Answer: He says if you had an upper ceiling of 150 meters due to guided missiles and the same defenses they had in Russia, it would have been totally impossible because the guns would have gotten you for sure. You had to have the flexibility to come up higher in the areas where you were uncertain as to whether the guns existed or did not exist. I think that is an important comment because of our recent obsession with low-level tactics. I think low-level tactics are a very important part of the repertoire, but there are places where they are obviously impossible, and where you want to fly at 800 meters instead of 150 meters or 20 or 30 meters as he did many times too.

(Records from a point-labeling set)
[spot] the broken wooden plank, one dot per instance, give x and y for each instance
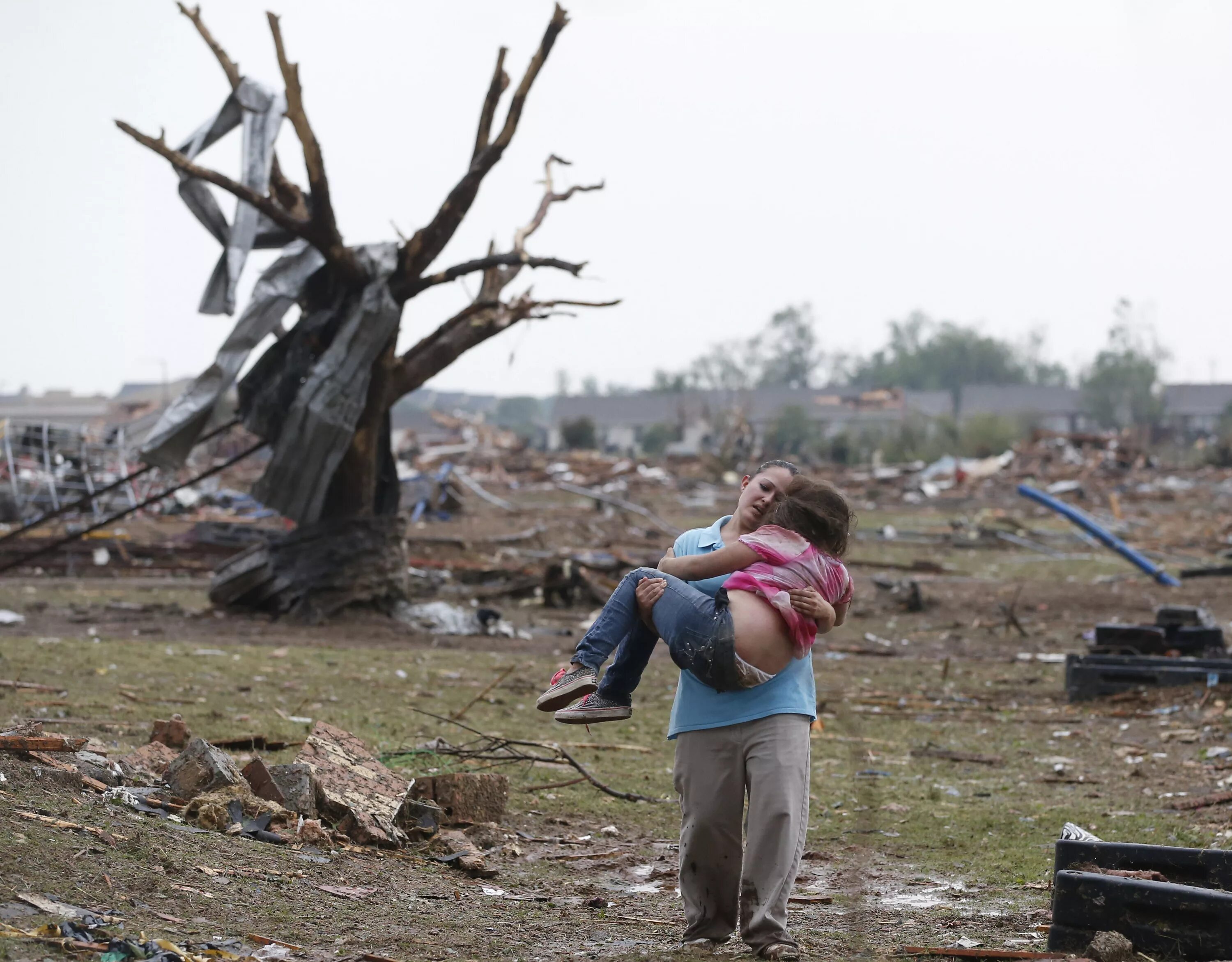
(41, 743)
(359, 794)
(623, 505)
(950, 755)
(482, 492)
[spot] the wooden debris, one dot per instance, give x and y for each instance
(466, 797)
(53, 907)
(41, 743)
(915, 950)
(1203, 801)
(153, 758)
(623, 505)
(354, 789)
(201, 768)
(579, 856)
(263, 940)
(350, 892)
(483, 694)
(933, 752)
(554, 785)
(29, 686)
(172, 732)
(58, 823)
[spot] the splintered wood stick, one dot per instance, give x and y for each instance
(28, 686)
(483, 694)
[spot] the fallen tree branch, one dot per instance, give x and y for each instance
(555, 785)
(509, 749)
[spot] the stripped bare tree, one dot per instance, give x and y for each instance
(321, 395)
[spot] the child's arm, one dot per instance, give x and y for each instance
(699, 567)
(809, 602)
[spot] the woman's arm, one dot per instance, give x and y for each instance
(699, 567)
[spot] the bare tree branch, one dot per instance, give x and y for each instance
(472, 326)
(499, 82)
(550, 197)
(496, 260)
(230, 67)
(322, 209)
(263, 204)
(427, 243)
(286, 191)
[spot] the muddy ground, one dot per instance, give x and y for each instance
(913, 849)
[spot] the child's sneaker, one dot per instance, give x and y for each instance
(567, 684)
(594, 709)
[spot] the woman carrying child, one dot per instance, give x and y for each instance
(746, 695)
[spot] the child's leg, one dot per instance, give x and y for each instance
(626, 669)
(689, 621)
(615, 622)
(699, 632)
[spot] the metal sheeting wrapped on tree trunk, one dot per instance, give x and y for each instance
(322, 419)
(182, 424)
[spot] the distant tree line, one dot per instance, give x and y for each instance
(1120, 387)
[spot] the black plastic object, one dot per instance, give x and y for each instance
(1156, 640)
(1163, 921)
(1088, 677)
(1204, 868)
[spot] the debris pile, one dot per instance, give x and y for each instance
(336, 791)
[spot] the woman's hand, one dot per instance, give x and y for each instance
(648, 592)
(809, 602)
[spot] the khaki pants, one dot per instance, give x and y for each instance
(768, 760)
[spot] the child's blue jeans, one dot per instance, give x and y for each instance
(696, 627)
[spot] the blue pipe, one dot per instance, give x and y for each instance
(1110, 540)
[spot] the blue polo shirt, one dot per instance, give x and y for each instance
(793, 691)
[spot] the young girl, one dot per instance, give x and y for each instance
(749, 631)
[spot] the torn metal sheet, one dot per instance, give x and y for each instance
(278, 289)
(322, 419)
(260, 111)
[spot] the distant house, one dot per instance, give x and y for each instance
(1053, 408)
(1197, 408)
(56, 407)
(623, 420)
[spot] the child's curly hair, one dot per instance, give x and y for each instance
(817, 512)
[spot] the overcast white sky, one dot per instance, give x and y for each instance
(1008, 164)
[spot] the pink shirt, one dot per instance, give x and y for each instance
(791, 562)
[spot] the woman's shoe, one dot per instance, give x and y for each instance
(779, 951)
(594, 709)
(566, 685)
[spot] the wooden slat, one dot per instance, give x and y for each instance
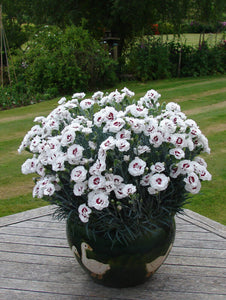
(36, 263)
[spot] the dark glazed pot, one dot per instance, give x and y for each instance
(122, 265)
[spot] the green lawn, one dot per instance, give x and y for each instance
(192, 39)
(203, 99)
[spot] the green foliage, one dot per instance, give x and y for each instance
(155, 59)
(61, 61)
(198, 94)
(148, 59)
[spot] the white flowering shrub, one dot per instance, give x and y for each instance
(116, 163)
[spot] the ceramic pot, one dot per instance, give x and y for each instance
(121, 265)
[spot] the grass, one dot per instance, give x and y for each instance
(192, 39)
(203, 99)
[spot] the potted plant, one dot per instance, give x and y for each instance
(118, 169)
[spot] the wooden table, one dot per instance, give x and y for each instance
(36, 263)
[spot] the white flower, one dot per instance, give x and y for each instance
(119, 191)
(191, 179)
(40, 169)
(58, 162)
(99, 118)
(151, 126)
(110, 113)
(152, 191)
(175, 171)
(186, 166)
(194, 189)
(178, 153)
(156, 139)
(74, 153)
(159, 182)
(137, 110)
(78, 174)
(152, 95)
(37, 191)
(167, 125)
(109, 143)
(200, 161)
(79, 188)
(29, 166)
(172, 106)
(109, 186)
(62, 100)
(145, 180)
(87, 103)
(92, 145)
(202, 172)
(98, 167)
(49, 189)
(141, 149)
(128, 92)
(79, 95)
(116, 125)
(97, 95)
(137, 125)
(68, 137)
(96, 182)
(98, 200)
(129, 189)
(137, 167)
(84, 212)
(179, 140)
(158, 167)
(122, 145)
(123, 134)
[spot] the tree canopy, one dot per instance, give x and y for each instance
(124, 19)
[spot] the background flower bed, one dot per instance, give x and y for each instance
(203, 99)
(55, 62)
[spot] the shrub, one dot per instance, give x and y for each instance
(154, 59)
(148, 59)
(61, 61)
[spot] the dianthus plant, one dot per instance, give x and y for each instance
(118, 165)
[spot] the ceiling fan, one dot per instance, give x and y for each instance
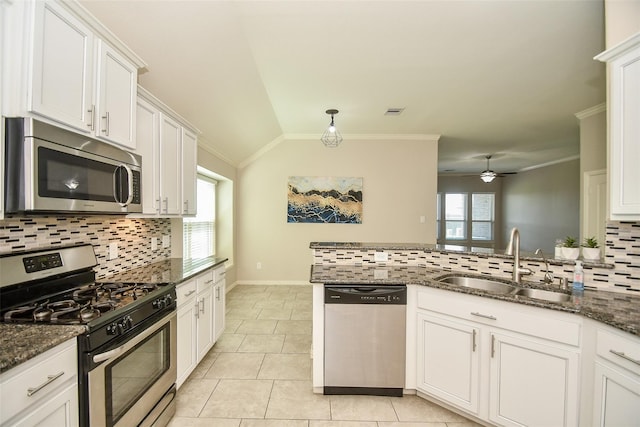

Work to do
- 1) Translate this sentence from the interview answer on low-level flying into Spanish: "You had to have the flexibility to come up higher in the areas where you were uncertain as to whether the guns existed or did not exist."
- 2) Carry on the interview answer about low-level flying tactics after its final sentence.

Results in order
- 1) Había que tener la flexibilidad de subir más alto en las zonas donde no se sabía con certeza si los cañones existían o no.

- 2)
I think there was an earlier question as to what kind of flexibility the squadron or wing commander had in picking targets, and so on, and Colonel Rudel has answered that question at a previous session. I will give his previous answer, then I will ask if he has anything to add. The German command in that respect was very flexible and they took into account the experience of each commander. For instance, Rudel himself was given very wide latitude. He was never told the coordinates of targets. He was just given the most general kind of guidance about what unit he was supposed to help and what problem they had and then the rest of it was up to him. Of course, he had a lot of experience. He knew exactly what kind of attacks the Russians were likely to mount and where the critical points would be, and so on. However, with squadron commanders or wing commanders of decreasing experience, the tactical initiative allowed them by the air division would decrease, and the greenest squadron commanders would be given quite specific target coordinates.

He adds to that commentary that very often they would attack a different target than they were assigned and they would tell the army, "We just attacked tanks over here by this village instead of over there because these tanks were further ahead than the others". They said the army was always very happy because they had very short range vision. They only see a limited part of the world and if he was in a position to know that they were more closely threatened by another group of tanks he would attack it and they were always very happy with his results.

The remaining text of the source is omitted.